◆ **Records supplied**
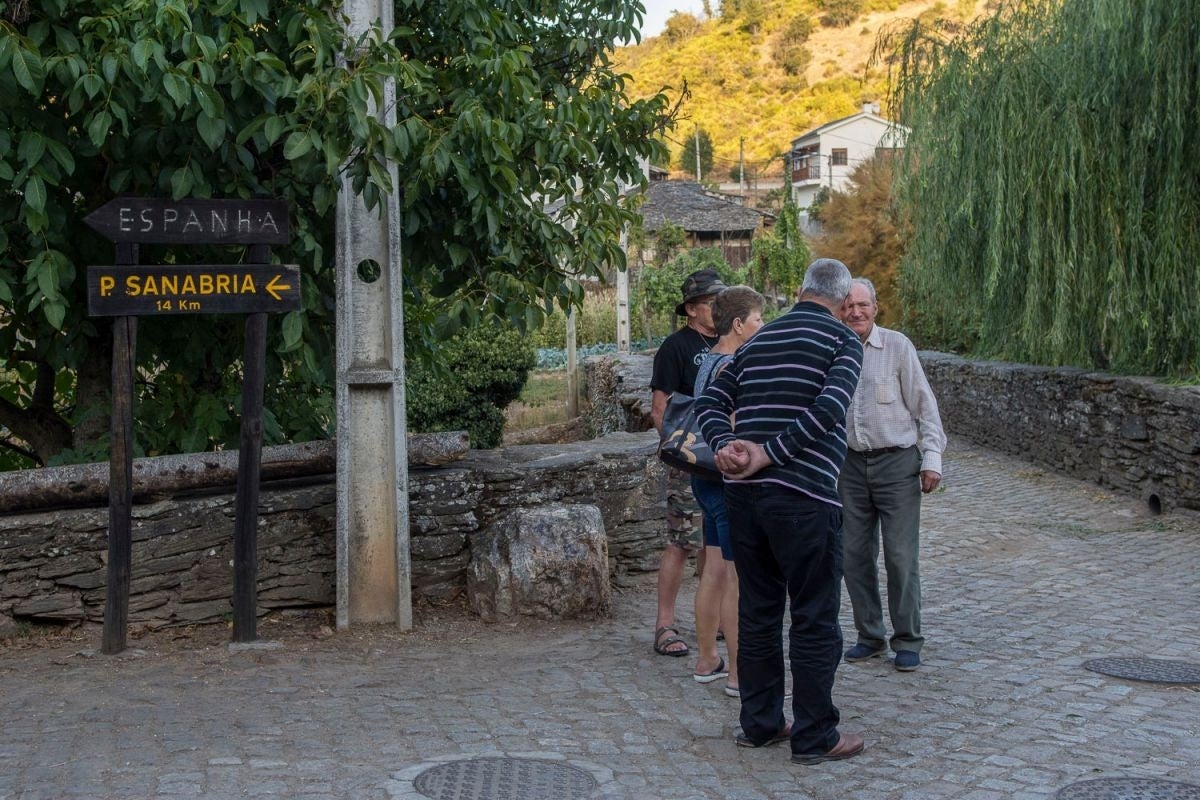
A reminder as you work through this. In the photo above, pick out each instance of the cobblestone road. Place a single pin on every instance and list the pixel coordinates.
(1026, 576)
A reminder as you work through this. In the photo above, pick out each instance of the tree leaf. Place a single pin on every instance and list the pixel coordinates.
(35, 193)
(97, 130)
(55, 312)
(61, 155)
(30, 148)
(274, 128)
(292, 329)
(211, 131)
(180, 182)
(177, 86)
(28, 70)
(298, 144)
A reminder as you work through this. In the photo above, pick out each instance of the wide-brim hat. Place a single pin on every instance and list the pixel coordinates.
(699, 284)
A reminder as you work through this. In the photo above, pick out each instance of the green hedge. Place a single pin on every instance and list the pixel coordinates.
(483, 371)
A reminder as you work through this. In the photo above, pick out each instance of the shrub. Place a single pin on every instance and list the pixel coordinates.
(485, 368)
(839, 13)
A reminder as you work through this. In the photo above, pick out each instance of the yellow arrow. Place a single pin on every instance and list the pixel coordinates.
(275, 287)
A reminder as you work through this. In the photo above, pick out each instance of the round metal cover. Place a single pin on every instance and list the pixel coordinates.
(1156, 671)
(505, 779)
(1129, 788)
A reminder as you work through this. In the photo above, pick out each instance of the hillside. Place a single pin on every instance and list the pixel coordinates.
(739, 85)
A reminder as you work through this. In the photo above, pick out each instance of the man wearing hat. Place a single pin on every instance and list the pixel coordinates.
(675, 371)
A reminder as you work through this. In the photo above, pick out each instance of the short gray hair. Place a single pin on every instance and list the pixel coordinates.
(827, 277)
(869, 286)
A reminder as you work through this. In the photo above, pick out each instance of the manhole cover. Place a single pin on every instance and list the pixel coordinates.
(1156, 671)
(504, 779)
(1129, 788)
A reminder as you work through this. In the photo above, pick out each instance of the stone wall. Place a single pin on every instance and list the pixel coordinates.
(52, 561)
(1135, 435)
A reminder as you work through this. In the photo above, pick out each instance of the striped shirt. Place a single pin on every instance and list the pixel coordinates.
(790, 386)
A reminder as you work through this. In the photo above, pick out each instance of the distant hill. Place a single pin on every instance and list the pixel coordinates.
(773, 70)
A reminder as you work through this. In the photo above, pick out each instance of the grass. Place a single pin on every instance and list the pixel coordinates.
(541, 402)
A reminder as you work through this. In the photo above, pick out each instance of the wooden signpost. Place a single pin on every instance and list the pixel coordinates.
(127, 290)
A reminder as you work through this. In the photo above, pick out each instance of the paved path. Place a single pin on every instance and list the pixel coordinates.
(1026, 576)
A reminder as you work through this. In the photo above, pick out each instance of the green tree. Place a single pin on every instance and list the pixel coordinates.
(858, 227)
(1050, 184)
(780, 256)
(485, 367)
(787, 50)
(658, 292)
(688, 155)
(753, 16)
(498, 102)
(839, 13)
(681, 26)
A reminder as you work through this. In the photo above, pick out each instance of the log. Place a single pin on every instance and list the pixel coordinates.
(163, 476)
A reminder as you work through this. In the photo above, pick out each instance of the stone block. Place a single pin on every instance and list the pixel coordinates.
(549, 561)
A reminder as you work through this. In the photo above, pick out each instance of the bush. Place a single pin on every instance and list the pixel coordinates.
(839, 13)
(484, 370)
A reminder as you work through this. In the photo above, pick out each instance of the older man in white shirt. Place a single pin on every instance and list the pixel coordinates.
(895, 441)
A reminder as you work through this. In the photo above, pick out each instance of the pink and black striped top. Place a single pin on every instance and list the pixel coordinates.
(790, 388)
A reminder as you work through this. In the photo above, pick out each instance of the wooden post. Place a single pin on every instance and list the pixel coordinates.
(245, 542)
(573, 368)
(120, 475)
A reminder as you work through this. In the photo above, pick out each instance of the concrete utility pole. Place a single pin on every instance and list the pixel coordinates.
(373, 567)
(742, 168)
(623, 324)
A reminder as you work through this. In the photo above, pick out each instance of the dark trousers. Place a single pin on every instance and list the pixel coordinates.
(787, 546)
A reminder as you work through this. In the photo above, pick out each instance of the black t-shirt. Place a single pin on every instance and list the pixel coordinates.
(678, 360)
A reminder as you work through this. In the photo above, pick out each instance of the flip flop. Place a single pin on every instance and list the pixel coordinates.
(661, 644)
(709, 677)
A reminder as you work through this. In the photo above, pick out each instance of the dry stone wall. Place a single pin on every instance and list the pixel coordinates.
(1137, 435)
(52, 561)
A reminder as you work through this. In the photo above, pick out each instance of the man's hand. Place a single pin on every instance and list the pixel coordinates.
(742, 458)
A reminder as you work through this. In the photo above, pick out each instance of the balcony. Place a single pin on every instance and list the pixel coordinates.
(807, 173)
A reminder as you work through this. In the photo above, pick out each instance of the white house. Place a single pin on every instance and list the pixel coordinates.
(826, 156)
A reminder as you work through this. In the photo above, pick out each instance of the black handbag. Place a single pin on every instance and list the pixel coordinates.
(682, 446)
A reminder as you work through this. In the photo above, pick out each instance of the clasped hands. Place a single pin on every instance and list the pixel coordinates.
(741, 458)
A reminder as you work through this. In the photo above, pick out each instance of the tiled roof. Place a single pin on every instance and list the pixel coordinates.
(685, 204)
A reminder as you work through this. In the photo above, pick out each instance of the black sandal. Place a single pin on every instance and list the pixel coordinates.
(661, 644)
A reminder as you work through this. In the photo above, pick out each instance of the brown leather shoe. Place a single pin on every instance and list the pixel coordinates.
(847, 746)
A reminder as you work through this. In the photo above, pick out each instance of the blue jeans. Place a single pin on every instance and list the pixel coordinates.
(711, 497)
(787, 546)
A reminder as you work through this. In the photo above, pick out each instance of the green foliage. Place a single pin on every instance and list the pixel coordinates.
(681, 26)
(789, 50)
(748, 84)
(700, 142)
(780, 256)
(481, 371)
(839, 13)
(753, 16)
(1050, 184)
(595, 322)
(499, 101)
(858, 227)
(658, 290)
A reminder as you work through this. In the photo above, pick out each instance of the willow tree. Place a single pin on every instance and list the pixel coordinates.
(1050, 184)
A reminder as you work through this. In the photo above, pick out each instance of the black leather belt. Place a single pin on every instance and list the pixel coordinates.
(881, 451)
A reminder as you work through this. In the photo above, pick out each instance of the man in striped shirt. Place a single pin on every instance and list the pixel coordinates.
(789, 388)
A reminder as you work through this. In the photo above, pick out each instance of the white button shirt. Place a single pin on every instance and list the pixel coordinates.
(893, 405)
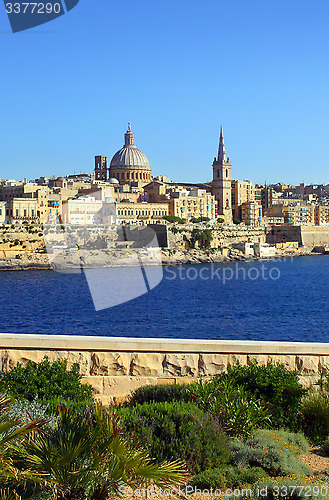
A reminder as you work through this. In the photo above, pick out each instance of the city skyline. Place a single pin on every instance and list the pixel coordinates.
(257, 69)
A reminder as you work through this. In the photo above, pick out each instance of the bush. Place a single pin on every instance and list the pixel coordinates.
(325, 447)
(227, 477)
(276, 452)
(200, 219)
(51, 383)
(204, 238)
(159, 394)
(297, 488)
(177, 430)
(236, 411)
(277, 386)
(315, 412)
(174, 218)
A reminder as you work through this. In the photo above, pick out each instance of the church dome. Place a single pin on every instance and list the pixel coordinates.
(113, 180)
(129, 157)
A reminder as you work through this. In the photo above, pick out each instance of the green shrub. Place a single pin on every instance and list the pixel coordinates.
(199, 219)
(325, 447)
(159, 394)
(315, 412)
(51, 383)
(227, 477)
(204, 238)
(276, 452)
(276, 385)
(237, 412)
(296, 488)
(174, 218)
(177, 430)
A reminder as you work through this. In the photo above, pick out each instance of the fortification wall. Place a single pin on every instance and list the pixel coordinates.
(309, 236)
(179, 237)
(314, 235)
(117, 366)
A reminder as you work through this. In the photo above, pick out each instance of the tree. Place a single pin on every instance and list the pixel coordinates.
(13, 434)
(87, 456)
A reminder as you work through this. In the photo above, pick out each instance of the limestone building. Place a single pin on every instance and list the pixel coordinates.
(221, 184)
(129, 164)
(242, 192)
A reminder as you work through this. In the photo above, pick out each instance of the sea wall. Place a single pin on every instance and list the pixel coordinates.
(117, 366)
(310, 236)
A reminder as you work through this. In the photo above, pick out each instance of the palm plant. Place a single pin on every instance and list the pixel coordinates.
(87, 456)
(13, 436)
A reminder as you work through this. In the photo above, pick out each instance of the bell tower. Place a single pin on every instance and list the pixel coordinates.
(221, 183)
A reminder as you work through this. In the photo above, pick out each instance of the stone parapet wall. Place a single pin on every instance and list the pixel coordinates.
(117, 366)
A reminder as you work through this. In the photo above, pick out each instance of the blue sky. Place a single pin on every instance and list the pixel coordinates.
(177, 70)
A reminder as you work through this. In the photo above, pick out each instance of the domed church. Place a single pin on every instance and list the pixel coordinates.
(129, 164)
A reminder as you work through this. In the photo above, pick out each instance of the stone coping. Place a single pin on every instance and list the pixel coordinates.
(122, 344)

◆ **Problem**
Extract, verbatim, the lines from the one containing "the sea wall." through the last line of the listing above.

◆ **Result of this task**
A reminder as you work through this. In the photo above, pick out each instance of the sea wall. Place a single pin on every instance and list the pixel coordinates.
(117, 366)
(310, 236)
A reminder as you work through this. In the photo above, pick out each instance of the palm plant. Place a single pin on every instance and list the pixel coordinates.
(87, 456)
(13, 436)
A reminder as you work through this. In the photo above, pick out each instance of the bell tower. Place a single pin on every instance and list the pixel coordinates.
(221, 183)
A reminder as you work through this. In the photo above, pick out each instance of the stone parapet wall. Place a single pin on every instance and list the pixel coordinates.
(117, 366)
A reminder as you work through this. In the photo above, pick out each instance of the blue sky. Place a single pin on every instance and list the pixel coordinates.
(177, 70)
A reminder as you work through this. In the photo above, pick out each instance of the domed church. Place a single pin on every instance and list the pixel coordinates.
(129, 164)
A reminder as you work through this. In the photo above, pick out each instance of the stone coping. Place a single pin on every instance and list the pixel coordinates.
(122, 344)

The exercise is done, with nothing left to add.